WHAT YOU WILL DO:
Repeat precisely, and only, the lines between the line containing "Indicate the hiking" and the end of the listing below, both ends included.

THE DATA:
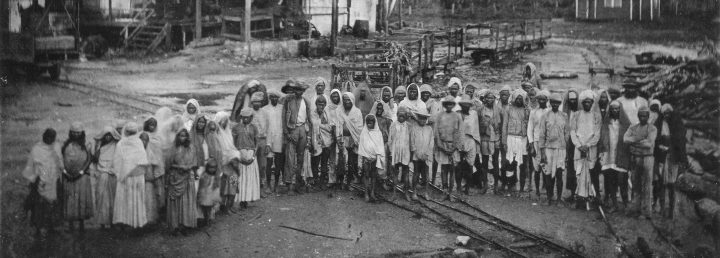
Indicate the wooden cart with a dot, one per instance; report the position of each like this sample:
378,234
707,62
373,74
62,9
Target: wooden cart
36,51
500,39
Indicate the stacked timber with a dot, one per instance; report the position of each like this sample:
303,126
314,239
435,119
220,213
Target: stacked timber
693,89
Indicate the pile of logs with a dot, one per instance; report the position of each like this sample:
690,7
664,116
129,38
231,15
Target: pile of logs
693,89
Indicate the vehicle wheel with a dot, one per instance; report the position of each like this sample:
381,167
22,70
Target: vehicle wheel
32,72
54,71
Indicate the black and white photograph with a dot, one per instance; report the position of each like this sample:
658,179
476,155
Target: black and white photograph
360,128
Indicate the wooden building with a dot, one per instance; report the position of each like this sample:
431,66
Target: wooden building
633,10
643,10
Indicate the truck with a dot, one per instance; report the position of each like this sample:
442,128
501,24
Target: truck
38,37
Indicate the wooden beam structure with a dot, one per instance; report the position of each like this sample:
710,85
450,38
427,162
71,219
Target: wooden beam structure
334,27
246,30
198,20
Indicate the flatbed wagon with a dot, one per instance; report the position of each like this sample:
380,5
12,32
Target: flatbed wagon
48,38
499,39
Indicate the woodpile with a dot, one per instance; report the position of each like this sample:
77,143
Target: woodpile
693,89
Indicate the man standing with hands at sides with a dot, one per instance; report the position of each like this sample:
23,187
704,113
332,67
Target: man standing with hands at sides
536,115
553,135
297,128
447,140
261,121
585,134
641,138
491,120
612,160
515,135
273,111
350,121
570,107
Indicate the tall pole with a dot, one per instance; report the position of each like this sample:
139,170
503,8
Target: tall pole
246,30
334,27
399,14
198,19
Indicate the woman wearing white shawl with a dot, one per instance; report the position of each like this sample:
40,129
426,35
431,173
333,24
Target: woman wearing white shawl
190,113
320,85
413,103
461,91
332,110
104,174
350,123
228,166
154,181
129,164
388,102
585,135
43,169
371,150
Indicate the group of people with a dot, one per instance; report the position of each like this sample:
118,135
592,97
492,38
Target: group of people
183,168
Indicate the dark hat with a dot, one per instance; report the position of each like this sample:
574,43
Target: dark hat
630,82
294,85
448,99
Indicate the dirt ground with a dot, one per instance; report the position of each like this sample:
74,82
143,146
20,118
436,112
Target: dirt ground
213,75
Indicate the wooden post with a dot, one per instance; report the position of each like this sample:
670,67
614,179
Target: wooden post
198,19
386,8
399,14
334,27
246,25
349,2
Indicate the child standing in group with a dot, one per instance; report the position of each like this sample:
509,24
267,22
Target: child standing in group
399,145
209,191
421,149
447,139
469,139
244,136
371,150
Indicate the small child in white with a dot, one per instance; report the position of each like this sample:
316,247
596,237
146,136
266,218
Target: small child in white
209,191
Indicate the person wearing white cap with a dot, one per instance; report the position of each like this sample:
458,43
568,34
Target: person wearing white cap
76,188
422,145
631,102
130,163
533,133
641,138
491,118
447,141
613,157
585,134
297,129
261,120
43,168
515,138
273,111
552,143
469,140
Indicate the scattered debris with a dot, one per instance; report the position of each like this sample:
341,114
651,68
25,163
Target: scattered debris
462,240
559,75
317,234
523,244
644,248
464,253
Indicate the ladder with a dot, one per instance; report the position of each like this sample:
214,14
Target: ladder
148,36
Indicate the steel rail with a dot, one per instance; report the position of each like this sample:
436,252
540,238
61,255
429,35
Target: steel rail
459,227
511,227
134,102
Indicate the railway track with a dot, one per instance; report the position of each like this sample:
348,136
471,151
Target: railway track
128,100
472,221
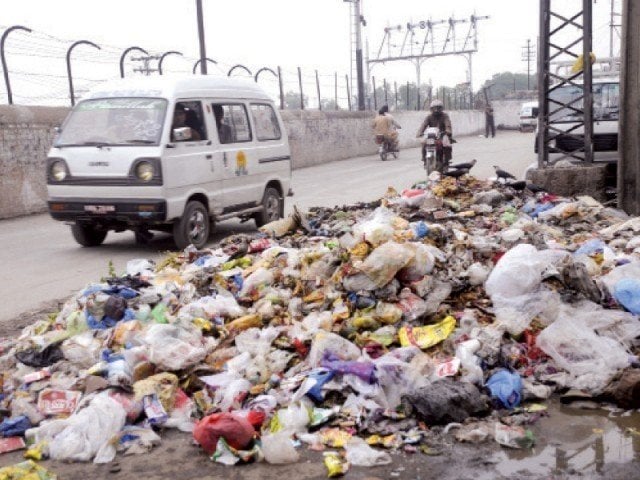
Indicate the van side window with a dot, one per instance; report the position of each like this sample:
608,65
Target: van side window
232,122
188,115
265,121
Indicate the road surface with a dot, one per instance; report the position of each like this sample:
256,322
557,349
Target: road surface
42,263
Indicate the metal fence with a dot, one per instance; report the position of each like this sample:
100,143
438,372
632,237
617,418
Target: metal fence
45,70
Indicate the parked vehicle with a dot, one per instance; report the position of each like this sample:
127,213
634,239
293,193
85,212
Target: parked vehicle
169,154
528,116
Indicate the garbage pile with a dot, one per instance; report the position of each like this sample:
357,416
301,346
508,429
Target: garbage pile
357,331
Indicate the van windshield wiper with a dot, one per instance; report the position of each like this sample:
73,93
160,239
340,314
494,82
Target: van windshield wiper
85,144
141,141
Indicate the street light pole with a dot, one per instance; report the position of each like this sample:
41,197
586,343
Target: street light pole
357,30
203,52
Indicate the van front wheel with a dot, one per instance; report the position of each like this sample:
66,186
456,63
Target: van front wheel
88,235
272,208
193,227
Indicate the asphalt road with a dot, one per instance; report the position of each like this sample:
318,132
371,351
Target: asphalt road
40,262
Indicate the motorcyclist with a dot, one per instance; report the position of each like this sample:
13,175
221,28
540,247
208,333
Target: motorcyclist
439,119
384,124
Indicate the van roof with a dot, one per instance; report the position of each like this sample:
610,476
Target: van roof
184,86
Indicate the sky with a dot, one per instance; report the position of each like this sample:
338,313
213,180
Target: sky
311,34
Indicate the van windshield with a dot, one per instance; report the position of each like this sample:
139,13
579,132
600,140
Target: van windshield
114,121
605,102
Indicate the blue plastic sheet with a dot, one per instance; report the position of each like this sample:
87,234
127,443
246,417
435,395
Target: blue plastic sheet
627,293
506,387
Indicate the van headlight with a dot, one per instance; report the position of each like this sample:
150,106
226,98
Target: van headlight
144,171
58,170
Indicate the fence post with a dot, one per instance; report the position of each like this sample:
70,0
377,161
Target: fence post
375,96
75,44
395,89
301,93
386,98
318,88
281,88
4,61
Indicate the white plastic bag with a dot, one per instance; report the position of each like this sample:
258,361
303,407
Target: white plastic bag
376,228
362,455
385,261
84,435
327,341
278,448
590,359
174,348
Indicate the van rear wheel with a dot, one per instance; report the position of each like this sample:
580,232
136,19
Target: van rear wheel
193,227
272,208
88,235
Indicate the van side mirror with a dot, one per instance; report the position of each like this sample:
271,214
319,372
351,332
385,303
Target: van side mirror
181,134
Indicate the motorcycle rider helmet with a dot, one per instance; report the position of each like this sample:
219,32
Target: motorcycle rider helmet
436,105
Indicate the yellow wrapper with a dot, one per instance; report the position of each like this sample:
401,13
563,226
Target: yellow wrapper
335,467
427,336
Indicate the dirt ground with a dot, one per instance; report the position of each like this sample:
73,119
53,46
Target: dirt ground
582,440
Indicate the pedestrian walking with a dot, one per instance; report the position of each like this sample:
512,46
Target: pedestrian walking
490,126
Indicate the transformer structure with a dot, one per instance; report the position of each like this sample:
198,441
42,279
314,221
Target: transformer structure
429,39
565,123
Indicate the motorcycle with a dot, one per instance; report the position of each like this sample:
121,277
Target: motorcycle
435,143
386,146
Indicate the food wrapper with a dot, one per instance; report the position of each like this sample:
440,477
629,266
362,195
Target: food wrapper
336,467
427,336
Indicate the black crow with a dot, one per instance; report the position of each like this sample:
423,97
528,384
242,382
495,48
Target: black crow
502,173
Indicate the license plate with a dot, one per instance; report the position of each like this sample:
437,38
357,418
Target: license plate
99,208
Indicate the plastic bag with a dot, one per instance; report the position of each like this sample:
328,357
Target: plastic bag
278,448
362,455
627,293
507,387
590,359
385,261
234,428
175,348
330,342
84,435
376,228
465,351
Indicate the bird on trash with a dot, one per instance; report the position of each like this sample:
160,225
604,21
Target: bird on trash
533,188
465,165
456,173
503,174
519,186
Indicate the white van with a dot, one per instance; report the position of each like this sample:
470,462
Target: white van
169,154
528,116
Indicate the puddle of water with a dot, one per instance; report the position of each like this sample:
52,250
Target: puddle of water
575,440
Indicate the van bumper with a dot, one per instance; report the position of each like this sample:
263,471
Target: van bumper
108,210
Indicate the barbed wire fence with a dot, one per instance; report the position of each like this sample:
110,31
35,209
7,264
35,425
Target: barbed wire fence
37,69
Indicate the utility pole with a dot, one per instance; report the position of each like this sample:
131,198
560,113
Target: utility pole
203,52
528,55
146,61
356,47
628,139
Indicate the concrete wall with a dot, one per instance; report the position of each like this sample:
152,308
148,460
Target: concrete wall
316,137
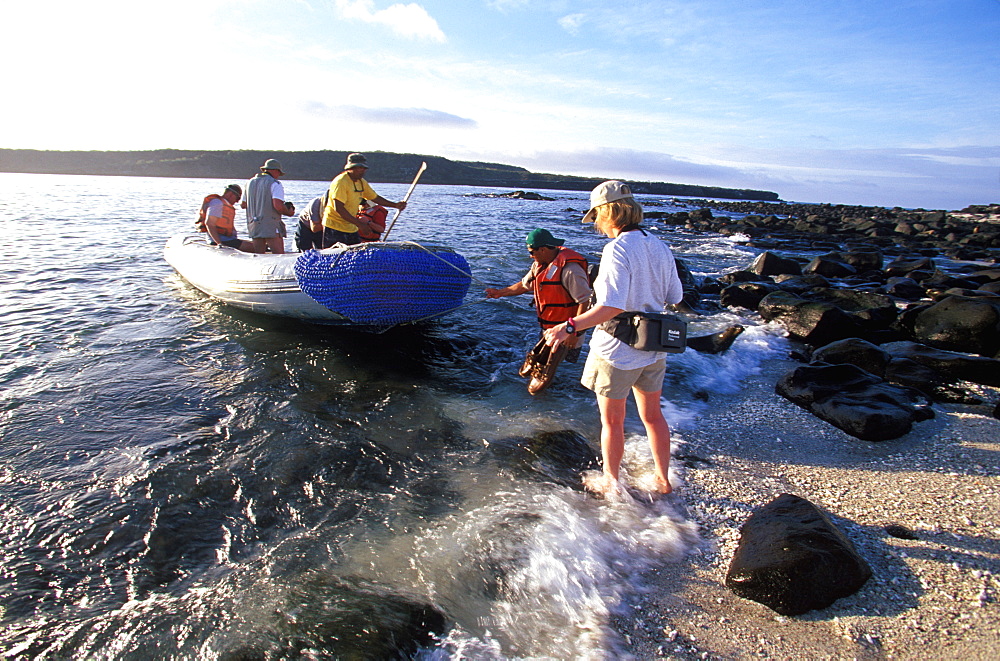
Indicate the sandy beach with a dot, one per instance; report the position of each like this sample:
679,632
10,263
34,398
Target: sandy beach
932,597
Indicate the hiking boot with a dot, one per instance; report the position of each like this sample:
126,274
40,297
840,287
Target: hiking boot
534,358
543,374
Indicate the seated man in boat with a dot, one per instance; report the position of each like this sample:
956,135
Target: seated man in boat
265,205
309,233
558,279
347,192
219,214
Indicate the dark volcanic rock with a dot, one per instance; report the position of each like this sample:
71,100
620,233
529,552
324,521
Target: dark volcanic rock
800,284
350,619
829,266
813,322
768,263
746,294
957,323
854,351
917,269
905,288
855,401
793,559
717,343
952,364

EXERCISE SOLUTION:
Indicate the hiking boot with a dot, one per instance; report the position of each like this sample:
126,274
40,297
840,287
Target: hiking boot
534,358
543,374
Indicate the seated man in boat with a dot, one per instance; report the position of each like this sample:
956,135
Target: seated man in boat
265,205
309,233
558,279
347,192
219,214
Indicate the dark volcanic rock with a dot, one per instance; report the position of each like this sample:
71,100
620,233
529,552
324,521
Target: dark volcanic rock
800,284
350,619
829,266
813,322
768,263
746,294
957,323
854,351
917,269
905,288
855,401
793,559
717,343
952,364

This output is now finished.